◆ **INSTRUCTIONS FOR THE TASK**: Can you copy out every one of the rows below word for word, with each line and number unchanged?

◆ **THE INPUT**:

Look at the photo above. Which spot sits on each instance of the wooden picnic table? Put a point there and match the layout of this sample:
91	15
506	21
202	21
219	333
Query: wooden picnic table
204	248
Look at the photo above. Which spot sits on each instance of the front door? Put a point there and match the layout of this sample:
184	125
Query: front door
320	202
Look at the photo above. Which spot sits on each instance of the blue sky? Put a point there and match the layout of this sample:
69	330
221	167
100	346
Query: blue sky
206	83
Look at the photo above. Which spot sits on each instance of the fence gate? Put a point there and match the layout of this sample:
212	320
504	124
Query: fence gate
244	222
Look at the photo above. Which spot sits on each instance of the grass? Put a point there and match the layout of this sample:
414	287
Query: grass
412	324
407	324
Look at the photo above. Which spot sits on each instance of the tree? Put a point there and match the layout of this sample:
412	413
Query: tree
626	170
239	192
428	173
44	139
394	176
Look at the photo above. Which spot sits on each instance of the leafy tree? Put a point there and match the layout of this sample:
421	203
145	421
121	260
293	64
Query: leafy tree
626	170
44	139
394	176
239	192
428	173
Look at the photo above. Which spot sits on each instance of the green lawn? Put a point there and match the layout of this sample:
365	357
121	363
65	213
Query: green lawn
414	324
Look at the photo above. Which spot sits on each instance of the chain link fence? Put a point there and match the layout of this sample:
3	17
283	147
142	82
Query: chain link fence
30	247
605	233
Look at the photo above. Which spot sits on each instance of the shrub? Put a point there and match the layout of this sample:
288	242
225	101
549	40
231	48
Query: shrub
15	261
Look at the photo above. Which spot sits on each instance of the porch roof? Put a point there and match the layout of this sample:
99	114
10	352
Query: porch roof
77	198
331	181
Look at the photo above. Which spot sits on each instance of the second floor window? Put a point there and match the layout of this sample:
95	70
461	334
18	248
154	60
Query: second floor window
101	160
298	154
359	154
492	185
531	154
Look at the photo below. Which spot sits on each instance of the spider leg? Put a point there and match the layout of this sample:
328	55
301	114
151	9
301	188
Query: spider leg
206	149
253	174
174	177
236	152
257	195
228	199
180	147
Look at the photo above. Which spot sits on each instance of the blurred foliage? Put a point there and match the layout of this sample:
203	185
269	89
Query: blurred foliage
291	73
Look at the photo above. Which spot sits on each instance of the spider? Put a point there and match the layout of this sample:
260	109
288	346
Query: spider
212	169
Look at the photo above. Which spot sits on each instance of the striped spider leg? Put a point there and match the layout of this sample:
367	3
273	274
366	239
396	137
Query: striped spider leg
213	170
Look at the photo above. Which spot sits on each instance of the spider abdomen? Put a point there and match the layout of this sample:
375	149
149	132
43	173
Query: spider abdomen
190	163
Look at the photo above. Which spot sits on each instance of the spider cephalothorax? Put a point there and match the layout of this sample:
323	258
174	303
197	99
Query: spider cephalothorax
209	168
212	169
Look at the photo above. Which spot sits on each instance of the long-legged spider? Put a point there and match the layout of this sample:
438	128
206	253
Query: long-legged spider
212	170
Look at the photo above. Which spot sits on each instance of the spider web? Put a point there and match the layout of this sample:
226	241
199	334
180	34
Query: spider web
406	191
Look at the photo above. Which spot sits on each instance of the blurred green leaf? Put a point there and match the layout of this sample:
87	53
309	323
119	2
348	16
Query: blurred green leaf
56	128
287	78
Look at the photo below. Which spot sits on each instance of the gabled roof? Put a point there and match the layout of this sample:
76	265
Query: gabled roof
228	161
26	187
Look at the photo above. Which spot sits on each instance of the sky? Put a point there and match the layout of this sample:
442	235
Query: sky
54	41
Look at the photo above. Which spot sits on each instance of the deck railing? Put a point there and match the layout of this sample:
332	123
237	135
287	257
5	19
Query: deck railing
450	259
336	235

◆ **CORRECT ANSWER**:
Look at the photo above. Which spot sits on each instance of the wooden picnic table? Put a point there and match the layout of this sample:
91	15
506	21
202	21
219	333
Query: wooden picnic table
204	248
Look at the photo above. Which spot sits on each instance of the front door? Put a point there and match the layout of this sample:
184	125
Query: front door
320	202
Look at the photo above. Which spot sits on each instance of the blue sky? Put a point there and match the layout of this sample:
69	330
221	167
100	346
Query: blue sky
206	83
Look at the photo above. Which spot sits on each instance of the fence gate? Put a point there and match the layout of this sample:
212	320
504	124
Query: fence gate
244	222
Look at the photo above. Which spot sits on each instance of the grass? Put a point there and match the layout of this sample:
414	287
Query: grass
412	324
407	324
Look at the photo above. Which spot sits on each instance of the tree? Put a point there and match the layout of this sample:
412	413
Query: tree
626	170
239	192
428	173
44	139
394	176
Look at the photo above. Which spot sits on each instance of the leafy tree? Put a point there and match the layout of this sample:
421	203
145	421
121	260
293	64
Query: leafy tree
626	170
44	139
394	176
239	192
428	173
Look at the photo above. Which spot sits on each instance of the green lawn? Put a point there and match the layout of this sample:
365	357
121	363
65	213
Query: green lawn
414	324
Look at the photo above. Which spot sits on each instance of the chain link fence? Put a point there and match the layout of this sample:
3	17
283	147
142	82
Query: chain link fence
30	247
605	233
Look at the photo above. Which spot sits on each instance of the shrub? Put a point there and match the layout of this sample:
288	242
225	101
549	40
231	48
Query: shrub
15	261
Look at the photo above. Which spot sits on each instance of the porch roof? Put a point there and match the layout of this sample:
99	114
10	352
Query: porch roof
77	198
331	181
Look at the photo above. Which spot sits on each instance of the second floor window? Put a point there and match the layout of this sample:
95	70
461	334
18	248
154	60
Query: second floor window
101	160
298	154
359	154
492	185
531	154
Look at the photo below. Which spot sits on each instance of the spider leg? Put a point there and match the layout of this sample:
328	55
301	114
151	9
301	188
Query: spider leg
206	149
253	174
174	177
236	152
257	195
228	199
180	147
Look at the photo above. Which spot sits on each instance of the blurred foliage? Put a point there and match the layout of this sample:
203	185
269	89
Query: blurred foliage
291	73
Look at the photo above. Which spot sits on each instance of the spider? Put a point there and match the layout of this sample:
260	109
288	346
Query: spider
212	169
Look at the photo above. Which spot sits on each instance of the striped spider leg? Put a point there and match the layout of this sample:
367	3
273	274
366	239
396	137
Query: striped spider leg
213	170
Look at the photo above. Which spot sits on each instance of the spider abdomen? Put a point there and match the layout of this sample:
375	149
149	132
43	173
Query: spider abdomen
190	163
Look at the photo above. Which spot sits on each instance of the spider cephalothorax? Put a point there and match the layout of this sample:
323	258
174	303
197	99
Query: spider cephalothorax
209	168
212	169
Look at the photo above. Which spot sits on each instance of the long-legged spider? Put a point there and match the layout of this sample:
438	128
206	253
Query: long-legged spider
212	170
Look at the photo above. Which spot sits on each instance of the spider web? Put a point there and match the layout of this sample:
226	241
199	334
180	34
Query: spider web
406	191
Look at the photo above. Which spot sits on each instance of the blurred green leaf? Put a point there and match the layout of this sample:
87	53
309	323
119	2
348	16
Query: blurred green leaf
56	128
287	78
Look at the photo below. Which spot sits on each instance of the gabled roof? Put a point there and match the layout of this sample:
76	265
Query: gabled roof
228	161
26	187
Look at the photo above. Which spot sits on each instance of the sky? Put a point there and match the layout of this sample:
442	235
Query: sky
54	41
Look at the photo above. Which spot sits on each instance of the deck railing? Put a point there and match the layout of this sample:
332	123
237	135
287	257
5	19
Query: deck railing
450	259
336	235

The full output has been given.